**TEXT PASSAGE:**
________

Every state in the country was still down from its February employment levels as of November—the latest month for which state data are available. Seventeen states lost jobs from October and the rate of job growth declined in almost all the rest. The jobs recovery that began in May following the April collapse has been steadily losing steam since June—finally going into reverse in December as the country lost 140,000 jobs. The failure of the country to contain COVID-19 and the long delay of the federal government in taking aggressive steps to bolster the economy as earlier measures lapsed have stalled the recovery. 

All told, the country is down almost 10 million jobs, 6.5% off the pre-recession level. As of November, net job loss since February was still worse than in the Great Recession for 32 states. In most states, nearly every industry was down jobs from February. Some industries in some states had rebounded completely, but those are the exceptions.

Official data on the overall level of economic activity lag employment data, but through the first three quarters of 2020 the Gross Domestic Product (GDP) for every state except Utah is down.

The need to nationally address the COVID-19 health crisis in order to address the country’s economic woes is evident. Even before the recent surge in COVID-19 cases, hospitalizations and deaths, individuals, motivated by concerns for their own health and the health of their families and communities, had been reluctant to take the risks associated with a return to many pre-COVID economic activities. More formal public health measures aimed at containing the spread to allow for a stronger economic recovery have been inconsistent throughout the country and have failed to bring the epidemic under control. Widespread vaccination is obviously critical to a full recovery but that is at least months away, making constraining the spread of the virus imperative for both the physical and economic health of the nation.

________

**ASSIGNMENT 1:**
Reproduce the passage on state jobs from "Official data on" to "Utah is down.".
**ASSIGNMENT 2:**
Summarize the passage on state jobs in two sentences.

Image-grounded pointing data
________

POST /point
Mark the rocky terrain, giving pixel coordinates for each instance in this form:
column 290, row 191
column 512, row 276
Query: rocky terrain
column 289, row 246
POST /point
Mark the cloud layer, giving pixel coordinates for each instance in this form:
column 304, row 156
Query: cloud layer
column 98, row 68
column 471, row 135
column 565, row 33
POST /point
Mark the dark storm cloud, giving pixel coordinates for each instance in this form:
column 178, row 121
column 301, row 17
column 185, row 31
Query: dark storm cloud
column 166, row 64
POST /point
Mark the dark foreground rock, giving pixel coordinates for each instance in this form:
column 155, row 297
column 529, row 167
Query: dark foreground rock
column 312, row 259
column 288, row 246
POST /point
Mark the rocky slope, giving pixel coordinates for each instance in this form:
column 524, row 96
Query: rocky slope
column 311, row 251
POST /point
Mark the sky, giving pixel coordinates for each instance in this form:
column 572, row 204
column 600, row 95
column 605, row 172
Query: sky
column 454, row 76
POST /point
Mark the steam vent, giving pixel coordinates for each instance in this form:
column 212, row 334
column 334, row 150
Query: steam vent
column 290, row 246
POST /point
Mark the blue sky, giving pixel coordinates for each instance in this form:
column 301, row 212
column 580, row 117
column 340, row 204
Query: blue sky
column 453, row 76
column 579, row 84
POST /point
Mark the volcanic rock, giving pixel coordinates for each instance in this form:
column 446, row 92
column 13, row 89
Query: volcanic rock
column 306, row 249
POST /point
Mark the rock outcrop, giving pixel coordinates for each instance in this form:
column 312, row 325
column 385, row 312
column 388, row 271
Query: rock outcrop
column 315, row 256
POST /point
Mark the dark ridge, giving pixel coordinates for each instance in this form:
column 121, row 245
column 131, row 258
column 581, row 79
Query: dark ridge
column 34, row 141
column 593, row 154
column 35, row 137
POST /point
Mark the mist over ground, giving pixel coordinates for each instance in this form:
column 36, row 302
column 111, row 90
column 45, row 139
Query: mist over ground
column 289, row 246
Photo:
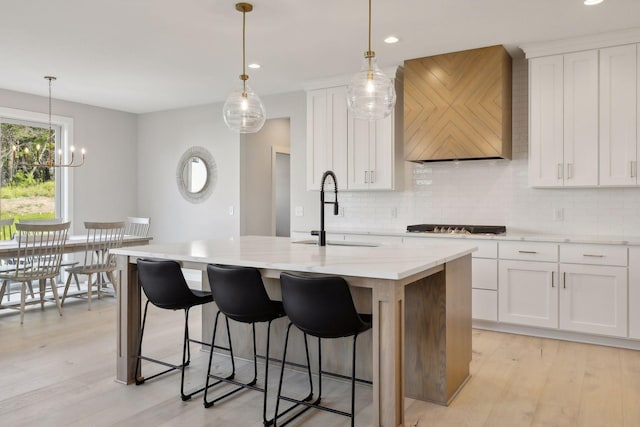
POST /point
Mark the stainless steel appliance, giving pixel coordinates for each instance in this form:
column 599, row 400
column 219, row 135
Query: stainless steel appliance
column 457, row 229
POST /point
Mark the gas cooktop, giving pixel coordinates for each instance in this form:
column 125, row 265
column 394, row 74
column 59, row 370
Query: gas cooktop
column 457, row 229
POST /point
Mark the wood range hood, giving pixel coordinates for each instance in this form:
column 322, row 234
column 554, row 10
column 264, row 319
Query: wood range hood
column 457, row 106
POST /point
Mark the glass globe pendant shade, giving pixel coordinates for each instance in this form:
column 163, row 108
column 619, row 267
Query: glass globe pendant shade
column 371, row 95
column 243, row 111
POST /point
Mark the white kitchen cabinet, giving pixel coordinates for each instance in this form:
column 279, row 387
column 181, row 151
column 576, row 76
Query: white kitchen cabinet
column 593, row 299
column 563, row 149
column 618, row 115
column 371, row 152
column 326, row 135
column 528, row 293
column 634, row 292
column 580, row 142
column 546, row 161
column 365, row 155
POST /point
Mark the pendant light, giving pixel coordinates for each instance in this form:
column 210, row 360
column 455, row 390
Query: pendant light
column 243, row 111
column 371, row 95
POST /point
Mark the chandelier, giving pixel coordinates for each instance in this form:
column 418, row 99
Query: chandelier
column 46, row 156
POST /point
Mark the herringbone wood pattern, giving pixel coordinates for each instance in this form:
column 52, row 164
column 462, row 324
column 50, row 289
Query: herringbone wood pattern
column 458, row 105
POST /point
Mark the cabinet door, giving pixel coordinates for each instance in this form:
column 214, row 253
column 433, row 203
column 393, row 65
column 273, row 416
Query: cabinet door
column 545, row 120
column 326, row 135
column 593, row 299
column 317, row 146
column 581, row 119
column 381, row 154
column 361, row 132
column 527, row 293
column 634, row 292
column 618, row 113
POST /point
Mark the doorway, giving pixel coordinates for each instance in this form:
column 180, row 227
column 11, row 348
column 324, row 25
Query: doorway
column 281, row 167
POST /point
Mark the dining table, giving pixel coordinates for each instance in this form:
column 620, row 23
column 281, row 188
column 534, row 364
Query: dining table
column 420, row 299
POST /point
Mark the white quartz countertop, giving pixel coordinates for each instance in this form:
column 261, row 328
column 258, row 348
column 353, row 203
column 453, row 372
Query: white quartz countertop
column 512, row 234
column 280, row 253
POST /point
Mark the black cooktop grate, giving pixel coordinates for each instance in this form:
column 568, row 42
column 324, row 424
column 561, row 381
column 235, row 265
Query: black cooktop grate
column 449, row 228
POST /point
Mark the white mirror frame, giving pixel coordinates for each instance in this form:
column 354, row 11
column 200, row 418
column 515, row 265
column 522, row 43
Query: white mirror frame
column 212, row 174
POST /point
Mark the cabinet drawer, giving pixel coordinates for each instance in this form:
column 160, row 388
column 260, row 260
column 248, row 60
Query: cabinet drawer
column 529, row 251
column 484, row 273
column 593, row 254
column 485, row 249
column 484, row 305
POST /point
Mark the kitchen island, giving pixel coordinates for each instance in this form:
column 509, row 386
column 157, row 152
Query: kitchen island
column 420, row 301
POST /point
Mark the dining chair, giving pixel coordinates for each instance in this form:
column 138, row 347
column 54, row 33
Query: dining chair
column 6, row 229
column 102, row 237
column 65, row 261
column 40, row 248
column 137, row 226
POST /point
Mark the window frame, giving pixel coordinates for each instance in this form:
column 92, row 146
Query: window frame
column 63, row 140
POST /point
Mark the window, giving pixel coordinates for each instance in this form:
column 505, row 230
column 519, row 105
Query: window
column 29, row 192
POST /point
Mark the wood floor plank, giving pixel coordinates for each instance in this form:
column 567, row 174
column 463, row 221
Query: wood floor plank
column 59, row 371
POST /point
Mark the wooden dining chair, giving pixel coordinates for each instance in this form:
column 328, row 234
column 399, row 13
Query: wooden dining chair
column 102, row 237
column 40, row 248
column 137, row 226
column 6, row 229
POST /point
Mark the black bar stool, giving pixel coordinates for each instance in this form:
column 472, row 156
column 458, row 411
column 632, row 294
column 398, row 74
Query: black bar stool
column 241, row 296
column 321, row 307
column 165, row 287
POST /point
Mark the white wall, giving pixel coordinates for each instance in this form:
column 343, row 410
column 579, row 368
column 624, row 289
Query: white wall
column 480, row 192
column 162, row 139
column 104, row 188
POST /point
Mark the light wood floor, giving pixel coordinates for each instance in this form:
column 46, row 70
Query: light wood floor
column 59, row 371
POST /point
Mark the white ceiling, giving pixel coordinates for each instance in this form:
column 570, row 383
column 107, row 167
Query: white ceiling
column 150, row 55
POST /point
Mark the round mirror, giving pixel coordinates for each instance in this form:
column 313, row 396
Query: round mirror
column 196, row 174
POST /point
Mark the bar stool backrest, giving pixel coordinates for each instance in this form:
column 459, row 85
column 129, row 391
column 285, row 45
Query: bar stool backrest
column 164, row 284
column 239, row 293
column 320, row 306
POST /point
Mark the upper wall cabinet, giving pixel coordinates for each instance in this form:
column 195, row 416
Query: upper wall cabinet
column 365, row 155
column 618, row 115
column 326, row 135
column 583, row 112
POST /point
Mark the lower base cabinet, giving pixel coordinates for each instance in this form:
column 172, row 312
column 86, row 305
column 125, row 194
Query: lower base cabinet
column 527, row 293
column 593, row 299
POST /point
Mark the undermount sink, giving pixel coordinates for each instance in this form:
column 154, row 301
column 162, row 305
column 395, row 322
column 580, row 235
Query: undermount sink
column 336, row 243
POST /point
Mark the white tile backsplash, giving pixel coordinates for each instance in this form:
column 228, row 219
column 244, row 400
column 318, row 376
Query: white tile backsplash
column 492, row 192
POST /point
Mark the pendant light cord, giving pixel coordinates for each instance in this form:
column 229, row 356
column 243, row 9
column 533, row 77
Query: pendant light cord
column 244, row 75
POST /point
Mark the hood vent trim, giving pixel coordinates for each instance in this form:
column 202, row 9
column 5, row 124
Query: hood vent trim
column 457, row 106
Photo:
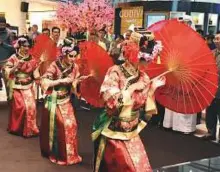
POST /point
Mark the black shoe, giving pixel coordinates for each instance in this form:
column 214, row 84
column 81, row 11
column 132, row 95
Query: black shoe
column 209, row 137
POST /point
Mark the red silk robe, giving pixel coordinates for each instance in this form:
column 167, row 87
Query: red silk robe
column 119, row 147
column 22, row 119
column 58, row 136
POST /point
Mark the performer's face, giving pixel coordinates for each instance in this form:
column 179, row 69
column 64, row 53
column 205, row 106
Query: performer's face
column 24, row 49
column 70, row 57
column 46, row 32
column 2, row 26
column 56, row 34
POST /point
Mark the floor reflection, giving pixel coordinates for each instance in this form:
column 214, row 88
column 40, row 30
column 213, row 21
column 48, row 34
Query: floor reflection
column 205, row 165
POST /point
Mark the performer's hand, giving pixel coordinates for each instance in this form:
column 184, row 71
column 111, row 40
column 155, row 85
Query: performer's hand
column 81, row 78
column 158, row 82
column 136, row 86
column 20, row 63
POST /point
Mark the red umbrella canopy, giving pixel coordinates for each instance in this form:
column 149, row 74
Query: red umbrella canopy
column 192, row 82
column 96, row 61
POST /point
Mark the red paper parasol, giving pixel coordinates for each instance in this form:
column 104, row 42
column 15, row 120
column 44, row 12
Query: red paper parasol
column 96, row 61
column 192, row 82
column 46, row 50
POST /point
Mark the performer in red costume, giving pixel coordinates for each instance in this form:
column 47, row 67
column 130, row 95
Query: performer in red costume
column 58, row 137
column 125, row 90
column 19, row 70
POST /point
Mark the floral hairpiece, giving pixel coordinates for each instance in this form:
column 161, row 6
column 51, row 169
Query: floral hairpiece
column 150, row 57
column 16, row 45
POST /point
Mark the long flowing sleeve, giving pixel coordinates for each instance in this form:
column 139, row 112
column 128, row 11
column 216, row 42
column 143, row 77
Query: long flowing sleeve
column 29, row 66
column 110, row 90
column 8, row 67
column 49, row 79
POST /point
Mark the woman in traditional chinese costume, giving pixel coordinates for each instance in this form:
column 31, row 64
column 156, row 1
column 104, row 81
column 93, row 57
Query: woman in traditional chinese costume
column 125, row 90
column 58, row 136
column 19, row 71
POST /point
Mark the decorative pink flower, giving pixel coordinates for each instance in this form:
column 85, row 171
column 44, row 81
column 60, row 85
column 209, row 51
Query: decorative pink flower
column 90, row 14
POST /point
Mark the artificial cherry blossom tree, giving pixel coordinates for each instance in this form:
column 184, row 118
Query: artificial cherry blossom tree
column 90, row 14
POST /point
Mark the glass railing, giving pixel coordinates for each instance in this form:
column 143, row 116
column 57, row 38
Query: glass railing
column 204, row 165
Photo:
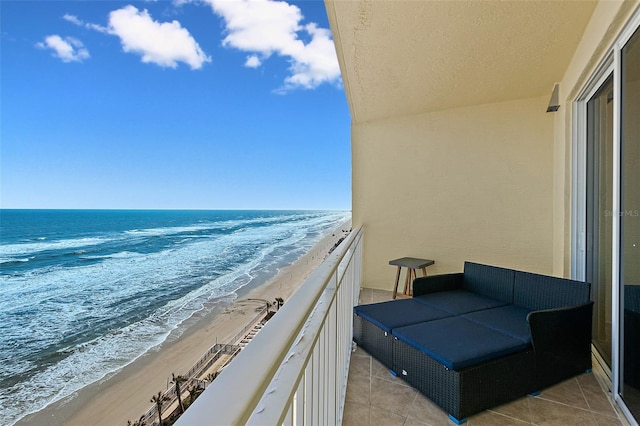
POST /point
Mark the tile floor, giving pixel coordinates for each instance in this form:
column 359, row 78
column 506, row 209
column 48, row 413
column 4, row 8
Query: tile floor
column 375, row 397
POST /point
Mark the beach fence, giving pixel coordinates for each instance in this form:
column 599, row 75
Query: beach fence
column 295, row 370
column 206, row 361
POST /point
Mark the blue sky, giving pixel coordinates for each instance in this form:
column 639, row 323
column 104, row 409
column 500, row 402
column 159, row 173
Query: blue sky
column 189, row 104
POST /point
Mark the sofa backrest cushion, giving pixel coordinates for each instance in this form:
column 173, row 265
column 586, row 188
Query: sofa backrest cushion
column 538, row 292
column 491, row 281
column 510, row 320
column 458, row 302
column 398, row 313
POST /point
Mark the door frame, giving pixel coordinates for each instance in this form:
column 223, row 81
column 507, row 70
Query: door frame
column 609, row 65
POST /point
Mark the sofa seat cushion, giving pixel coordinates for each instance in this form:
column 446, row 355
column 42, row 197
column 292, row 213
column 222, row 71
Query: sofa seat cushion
column 457, row 342
column 510, row 320
column 398, row 313
column 458, row 302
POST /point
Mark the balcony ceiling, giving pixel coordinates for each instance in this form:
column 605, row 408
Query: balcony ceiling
column 408, row 57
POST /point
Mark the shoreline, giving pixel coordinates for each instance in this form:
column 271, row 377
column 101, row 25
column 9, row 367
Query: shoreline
column 125, row 394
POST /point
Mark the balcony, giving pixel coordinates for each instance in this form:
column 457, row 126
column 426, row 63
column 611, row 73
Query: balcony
column 302, row 369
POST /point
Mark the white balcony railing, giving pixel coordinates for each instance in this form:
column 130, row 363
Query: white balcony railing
column 295, row 370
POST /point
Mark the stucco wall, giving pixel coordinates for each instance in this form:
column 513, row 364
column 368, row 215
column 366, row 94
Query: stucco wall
column 607, row 21
column 473, row 183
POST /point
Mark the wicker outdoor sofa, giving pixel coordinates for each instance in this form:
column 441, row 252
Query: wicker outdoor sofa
column 474, row 340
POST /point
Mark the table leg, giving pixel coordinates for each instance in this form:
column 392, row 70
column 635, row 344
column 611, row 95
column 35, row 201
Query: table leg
column 395, row 288
column 407, row 282
column 413, row 277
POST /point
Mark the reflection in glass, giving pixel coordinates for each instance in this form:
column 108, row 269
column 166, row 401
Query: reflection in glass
column 600, row 214
column 630, row 223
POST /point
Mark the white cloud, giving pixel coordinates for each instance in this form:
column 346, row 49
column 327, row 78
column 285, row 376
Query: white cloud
column 266, row 27
column 253, row 62
column 68, row 49
column 79, row 22
column 73, row 19
column 163, row 44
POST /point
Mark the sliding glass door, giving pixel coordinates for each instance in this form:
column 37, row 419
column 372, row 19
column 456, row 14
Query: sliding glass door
column 630, row 223
column 599, row 211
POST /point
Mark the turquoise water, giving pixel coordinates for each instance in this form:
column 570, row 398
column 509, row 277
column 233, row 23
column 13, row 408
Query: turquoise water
column 83, row 293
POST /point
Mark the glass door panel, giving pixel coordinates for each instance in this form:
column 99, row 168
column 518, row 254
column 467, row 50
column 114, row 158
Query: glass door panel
column 600, row 213
column 630, row 223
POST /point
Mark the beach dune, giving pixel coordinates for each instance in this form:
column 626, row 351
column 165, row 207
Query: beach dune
column 125, row 395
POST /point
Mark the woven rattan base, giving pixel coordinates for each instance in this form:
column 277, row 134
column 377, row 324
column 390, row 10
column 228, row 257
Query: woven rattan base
column 470, row 390
column 377, row 342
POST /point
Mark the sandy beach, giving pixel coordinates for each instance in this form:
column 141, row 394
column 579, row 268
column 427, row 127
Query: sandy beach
column 125, row 395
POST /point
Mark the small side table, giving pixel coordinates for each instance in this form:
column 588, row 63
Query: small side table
column 411, row 263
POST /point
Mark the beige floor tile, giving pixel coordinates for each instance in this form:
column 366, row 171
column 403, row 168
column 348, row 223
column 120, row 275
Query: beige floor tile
column 380, row 417
column 519, row 409
column 359, row 389
column 412, row 422
column 596, row 398
column 549, row 413
column 360, row 365
column 356, row 414
column 390, row 396
column 424, row 410
column 489, row 418
column 567, row 392
column 382, row 372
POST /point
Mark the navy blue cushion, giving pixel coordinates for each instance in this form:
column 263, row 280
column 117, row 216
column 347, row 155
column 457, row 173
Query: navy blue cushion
column 458, row 302
column 398, row 313
column 510, row 320
column 457, row 342
column 491, row 281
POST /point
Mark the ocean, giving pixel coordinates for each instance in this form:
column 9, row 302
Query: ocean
column 84, row 293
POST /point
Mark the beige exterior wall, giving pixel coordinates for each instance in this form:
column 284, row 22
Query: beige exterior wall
column 472, row 183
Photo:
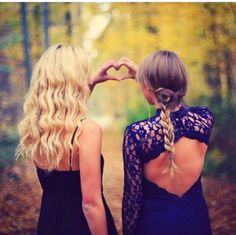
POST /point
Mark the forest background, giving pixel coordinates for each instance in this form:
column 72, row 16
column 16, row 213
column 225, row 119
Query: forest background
column 203, row 34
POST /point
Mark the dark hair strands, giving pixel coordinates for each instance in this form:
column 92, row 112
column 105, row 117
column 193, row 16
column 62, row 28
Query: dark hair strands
column 163, row 72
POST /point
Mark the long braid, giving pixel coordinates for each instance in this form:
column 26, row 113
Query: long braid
column 169, row 136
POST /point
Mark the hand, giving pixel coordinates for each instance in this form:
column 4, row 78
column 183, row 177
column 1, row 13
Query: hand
column 101, row 75
column 130, row 65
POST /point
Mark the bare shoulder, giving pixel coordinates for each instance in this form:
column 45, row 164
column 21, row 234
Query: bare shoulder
column 91, row 127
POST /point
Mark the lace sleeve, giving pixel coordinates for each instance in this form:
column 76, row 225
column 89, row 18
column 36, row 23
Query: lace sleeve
column 198, row 124
column 133, row 173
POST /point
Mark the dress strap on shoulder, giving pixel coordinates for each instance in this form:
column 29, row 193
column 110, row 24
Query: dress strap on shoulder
column 72, row 140
column 82, row 119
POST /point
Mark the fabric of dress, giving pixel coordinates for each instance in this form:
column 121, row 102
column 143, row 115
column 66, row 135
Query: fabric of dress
column 148, row 209
column 61, row 210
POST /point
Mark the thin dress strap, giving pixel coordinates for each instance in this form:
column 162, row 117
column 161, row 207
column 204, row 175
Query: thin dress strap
column 72, row 140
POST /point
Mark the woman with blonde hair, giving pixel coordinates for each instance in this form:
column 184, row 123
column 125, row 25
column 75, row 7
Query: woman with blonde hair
column 164, row 155
column 65, row 146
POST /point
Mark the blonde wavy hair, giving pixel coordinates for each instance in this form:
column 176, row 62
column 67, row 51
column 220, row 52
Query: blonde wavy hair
column 163, row 72
column 54, row 105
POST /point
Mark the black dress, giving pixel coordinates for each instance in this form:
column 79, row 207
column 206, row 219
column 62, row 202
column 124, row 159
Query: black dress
column 61, row 207
column 147, row 208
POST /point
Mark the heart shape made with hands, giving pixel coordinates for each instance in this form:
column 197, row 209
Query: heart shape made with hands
column 120, row 70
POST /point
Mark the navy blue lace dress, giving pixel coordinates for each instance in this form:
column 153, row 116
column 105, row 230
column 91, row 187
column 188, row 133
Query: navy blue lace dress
column 148, row 209
column 61, row 207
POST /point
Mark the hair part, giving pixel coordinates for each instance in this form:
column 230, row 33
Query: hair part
column 54, row 104
column 164, row 73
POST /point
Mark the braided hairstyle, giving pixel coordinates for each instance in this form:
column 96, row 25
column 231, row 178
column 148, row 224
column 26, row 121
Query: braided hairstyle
column 163, row 72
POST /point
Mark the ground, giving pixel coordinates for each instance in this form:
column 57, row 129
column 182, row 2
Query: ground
column 21, row 192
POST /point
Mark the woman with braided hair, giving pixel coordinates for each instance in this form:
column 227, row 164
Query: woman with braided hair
column 164, row 154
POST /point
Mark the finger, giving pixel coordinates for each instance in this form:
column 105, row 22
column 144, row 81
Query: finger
column 127, row 77
column 127, row 62
column 109, row 64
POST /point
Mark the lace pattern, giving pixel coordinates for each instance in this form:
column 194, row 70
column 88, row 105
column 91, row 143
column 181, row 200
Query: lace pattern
column 143, row 141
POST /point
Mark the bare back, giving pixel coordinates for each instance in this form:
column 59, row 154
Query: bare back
column 189, row 157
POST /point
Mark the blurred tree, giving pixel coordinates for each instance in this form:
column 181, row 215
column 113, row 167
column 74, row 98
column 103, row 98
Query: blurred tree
column 45, row 24
column 25, row 40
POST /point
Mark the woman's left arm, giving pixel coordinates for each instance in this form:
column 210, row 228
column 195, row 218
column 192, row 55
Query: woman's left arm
column 133, row 192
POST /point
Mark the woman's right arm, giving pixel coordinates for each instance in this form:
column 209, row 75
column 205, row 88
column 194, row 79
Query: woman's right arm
column 90, row 173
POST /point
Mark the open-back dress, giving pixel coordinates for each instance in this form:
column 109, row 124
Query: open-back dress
column 61, row 210
column 147, row 208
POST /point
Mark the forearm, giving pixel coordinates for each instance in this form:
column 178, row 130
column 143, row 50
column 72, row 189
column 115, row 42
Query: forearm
column 96, row 218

________

**EXERCISE ANSWER 1:**
Official data on the overall level of economic activity lag employment data, but through the first three quarters of 2020 the Gross Domestic Product (GDP) for every state except Utah is down.

**EXERCISE ANSWER 2:**
As of November, every state still had fewer jobs than in February, and the recovery that began in May lost steam until the country lost 140,000 jobs in December. The failure to contain COVID-19 and slow federal action have stalled the recovery, and since widespread vaccination is at least months away, constraining the virus's spread is imperative.